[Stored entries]

◆ ◆ ◆ ◆ ◆ ◆ ◆

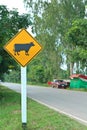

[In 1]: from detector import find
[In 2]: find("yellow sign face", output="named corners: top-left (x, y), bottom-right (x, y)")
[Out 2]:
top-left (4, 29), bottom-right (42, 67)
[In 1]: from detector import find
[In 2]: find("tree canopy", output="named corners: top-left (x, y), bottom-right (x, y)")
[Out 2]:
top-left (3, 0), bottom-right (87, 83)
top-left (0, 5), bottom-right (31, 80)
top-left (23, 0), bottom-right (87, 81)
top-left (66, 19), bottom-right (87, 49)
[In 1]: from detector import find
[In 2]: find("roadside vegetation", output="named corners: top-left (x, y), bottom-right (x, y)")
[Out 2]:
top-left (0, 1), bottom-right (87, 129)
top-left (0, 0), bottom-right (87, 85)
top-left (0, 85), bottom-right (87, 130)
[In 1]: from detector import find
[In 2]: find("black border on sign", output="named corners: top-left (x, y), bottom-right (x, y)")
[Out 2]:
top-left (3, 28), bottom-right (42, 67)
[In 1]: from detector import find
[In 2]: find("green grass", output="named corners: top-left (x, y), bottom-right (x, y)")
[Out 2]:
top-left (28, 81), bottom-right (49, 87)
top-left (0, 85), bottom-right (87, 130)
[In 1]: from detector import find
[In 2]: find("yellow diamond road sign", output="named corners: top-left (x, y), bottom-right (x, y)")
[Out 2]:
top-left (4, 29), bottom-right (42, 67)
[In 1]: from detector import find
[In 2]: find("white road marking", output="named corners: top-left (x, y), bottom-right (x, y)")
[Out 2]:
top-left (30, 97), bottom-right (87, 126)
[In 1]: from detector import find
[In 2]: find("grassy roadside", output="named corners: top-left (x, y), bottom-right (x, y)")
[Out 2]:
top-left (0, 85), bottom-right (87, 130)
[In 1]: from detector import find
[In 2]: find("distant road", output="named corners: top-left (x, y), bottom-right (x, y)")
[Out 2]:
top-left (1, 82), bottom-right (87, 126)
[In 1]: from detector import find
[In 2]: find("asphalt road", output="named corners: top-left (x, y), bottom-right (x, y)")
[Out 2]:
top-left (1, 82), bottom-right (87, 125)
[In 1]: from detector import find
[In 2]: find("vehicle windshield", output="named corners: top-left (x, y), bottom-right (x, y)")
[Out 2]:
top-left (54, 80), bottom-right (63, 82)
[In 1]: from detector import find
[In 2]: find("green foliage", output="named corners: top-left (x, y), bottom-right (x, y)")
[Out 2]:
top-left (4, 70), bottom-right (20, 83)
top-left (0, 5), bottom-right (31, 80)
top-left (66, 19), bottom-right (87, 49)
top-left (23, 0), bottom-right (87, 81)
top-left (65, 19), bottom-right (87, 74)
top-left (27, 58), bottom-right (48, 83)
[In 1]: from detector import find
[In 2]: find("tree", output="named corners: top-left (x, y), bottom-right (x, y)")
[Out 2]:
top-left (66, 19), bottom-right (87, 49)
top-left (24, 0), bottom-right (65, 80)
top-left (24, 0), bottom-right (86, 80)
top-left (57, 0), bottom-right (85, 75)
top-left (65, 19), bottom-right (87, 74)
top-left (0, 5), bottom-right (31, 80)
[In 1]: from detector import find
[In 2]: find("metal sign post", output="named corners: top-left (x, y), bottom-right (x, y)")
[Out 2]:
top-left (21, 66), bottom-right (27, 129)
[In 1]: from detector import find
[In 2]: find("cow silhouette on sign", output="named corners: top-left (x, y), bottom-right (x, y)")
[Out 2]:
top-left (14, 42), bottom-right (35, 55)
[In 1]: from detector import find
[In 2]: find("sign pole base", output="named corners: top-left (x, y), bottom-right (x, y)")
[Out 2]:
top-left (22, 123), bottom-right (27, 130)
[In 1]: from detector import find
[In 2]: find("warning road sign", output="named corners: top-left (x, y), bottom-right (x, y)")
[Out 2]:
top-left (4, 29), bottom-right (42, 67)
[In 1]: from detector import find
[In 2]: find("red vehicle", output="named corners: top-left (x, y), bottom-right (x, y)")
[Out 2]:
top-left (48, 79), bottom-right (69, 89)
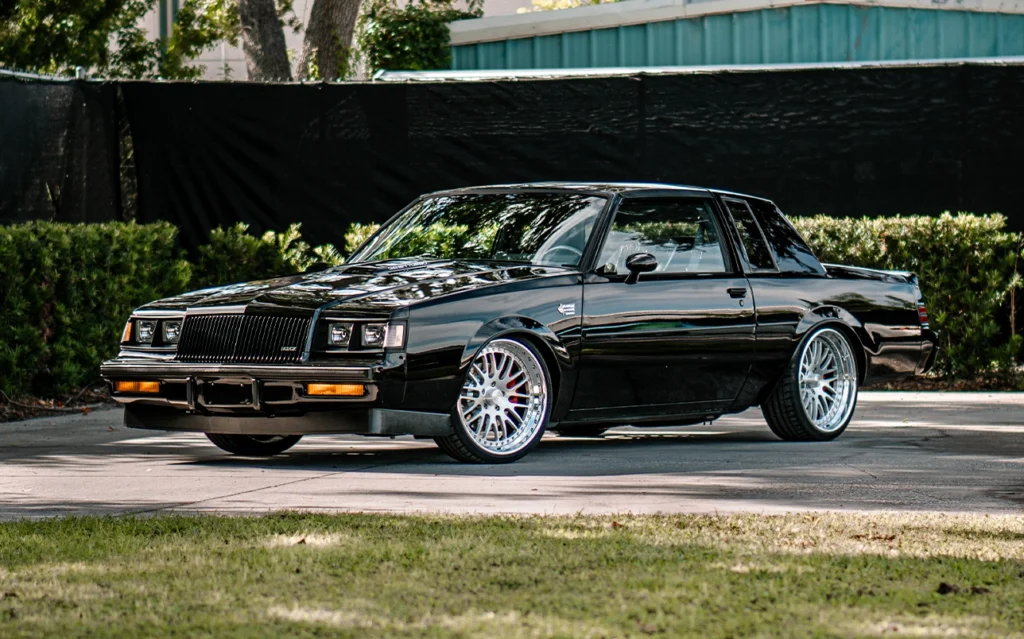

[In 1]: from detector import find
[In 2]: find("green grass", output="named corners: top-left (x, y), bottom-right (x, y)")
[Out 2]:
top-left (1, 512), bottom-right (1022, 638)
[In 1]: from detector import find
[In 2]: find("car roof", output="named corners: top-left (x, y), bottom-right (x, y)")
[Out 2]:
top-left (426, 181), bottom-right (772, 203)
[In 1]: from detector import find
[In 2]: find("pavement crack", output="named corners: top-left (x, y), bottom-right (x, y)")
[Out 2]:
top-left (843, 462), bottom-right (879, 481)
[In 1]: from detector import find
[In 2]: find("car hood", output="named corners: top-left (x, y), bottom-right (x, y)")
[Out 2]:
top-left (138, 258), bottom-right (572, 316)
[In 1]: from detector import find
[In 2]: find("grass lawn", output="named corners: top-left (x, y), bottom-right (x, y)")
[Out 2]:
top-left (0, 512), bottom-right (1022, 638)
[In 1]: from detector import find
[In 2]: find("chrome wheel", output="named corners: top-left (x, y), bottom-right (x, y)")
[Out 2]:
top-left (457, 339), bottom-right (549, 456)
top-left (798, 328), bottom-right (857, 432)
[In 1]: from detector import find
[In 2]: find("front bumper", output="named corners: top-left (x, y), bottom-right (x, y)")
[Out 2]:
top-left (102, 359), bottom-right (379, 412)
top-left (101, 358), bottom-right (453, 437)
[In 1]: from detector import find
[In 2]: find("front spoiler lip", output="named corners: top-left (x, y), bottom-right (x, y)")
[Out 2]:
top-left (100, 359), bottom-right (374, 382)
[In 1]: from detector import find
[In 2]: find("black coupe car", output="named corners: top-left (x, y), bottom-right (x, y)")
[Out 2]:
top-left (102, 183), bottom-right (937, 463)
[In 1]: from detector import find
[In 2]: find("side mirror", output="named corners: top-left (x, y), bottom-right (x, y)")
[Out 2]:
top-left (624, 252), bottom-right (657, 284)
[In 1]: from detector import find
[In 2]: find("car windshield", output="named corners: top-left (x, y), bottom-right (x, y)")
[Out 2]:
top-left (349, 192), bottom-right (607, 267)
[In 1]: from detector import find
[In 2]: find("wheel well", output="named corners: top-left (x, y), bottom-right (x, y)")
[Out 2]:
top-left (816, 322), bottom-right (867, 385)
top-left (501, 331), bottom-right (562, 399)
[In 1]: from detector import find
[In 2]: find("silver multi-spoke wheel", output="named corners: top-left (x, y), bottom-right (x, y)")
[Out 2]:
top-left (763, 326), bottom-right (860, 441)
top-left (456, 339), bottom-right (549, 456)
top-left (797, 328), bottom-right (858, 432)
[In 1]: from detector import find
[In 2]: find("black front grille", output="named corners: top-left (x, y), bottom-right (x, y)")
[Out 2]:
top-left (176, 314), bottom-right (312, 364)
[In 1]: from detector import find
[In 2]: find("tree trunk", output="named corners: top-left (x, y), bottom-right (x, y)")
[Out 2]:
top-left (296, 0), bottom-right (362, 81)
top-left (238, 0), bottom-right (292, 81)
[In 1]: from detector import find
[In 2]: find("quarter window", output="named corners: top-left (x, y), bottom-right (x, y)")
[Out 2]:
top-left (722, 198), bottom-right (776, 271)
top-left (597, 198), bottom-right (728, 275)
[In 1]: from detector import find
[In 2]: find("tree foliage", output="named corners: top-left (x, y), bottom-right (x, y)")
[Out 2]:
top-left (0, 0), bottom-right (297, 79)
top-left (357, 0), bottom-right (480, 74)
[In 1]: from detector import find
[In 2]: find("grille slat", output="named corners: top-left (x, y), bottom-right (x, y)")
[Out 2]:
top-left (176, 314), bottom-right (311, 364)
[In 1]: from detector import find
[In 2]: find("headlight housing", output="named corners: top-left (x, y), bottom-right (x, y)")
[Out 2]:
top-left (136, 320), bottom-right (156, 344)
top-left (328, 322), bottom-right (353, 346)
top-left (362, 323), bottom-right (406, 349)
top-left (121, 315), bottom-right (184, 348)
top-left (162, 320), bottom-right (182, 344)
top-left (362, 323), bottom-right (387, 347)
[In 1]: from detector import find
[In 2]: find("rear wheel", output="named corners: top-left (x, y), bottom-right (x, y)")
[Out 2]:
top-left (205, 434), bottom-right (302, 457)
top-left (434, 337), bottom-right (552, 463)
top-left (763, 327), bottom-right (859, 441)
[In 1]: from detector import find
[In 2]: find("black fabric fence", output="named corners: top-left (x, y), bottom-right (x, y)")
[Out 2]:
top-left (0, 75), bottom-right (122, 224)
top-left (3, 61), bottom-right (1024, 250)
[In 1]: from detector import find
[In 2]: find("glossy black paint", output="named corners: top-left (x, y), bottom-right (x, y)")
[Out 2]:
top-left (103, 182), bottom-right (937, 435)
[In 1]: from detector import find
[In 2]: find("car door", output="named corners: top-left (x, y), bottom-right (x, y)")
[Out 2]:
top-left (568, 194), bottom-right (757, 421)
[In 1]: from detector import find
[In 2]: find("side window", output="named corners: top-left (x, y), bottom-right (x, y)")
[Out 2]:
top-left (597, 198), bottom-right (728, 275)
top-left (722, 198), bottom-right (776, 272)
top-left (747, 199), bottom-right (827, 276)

◆ ◆ ◆ ◆ ◆ ◆ ◆

## PROBLEM DETAILS
Answer with a number alone: how many lines of the records contain the string "front"?

## RESULT OF THIS EXERCISE
3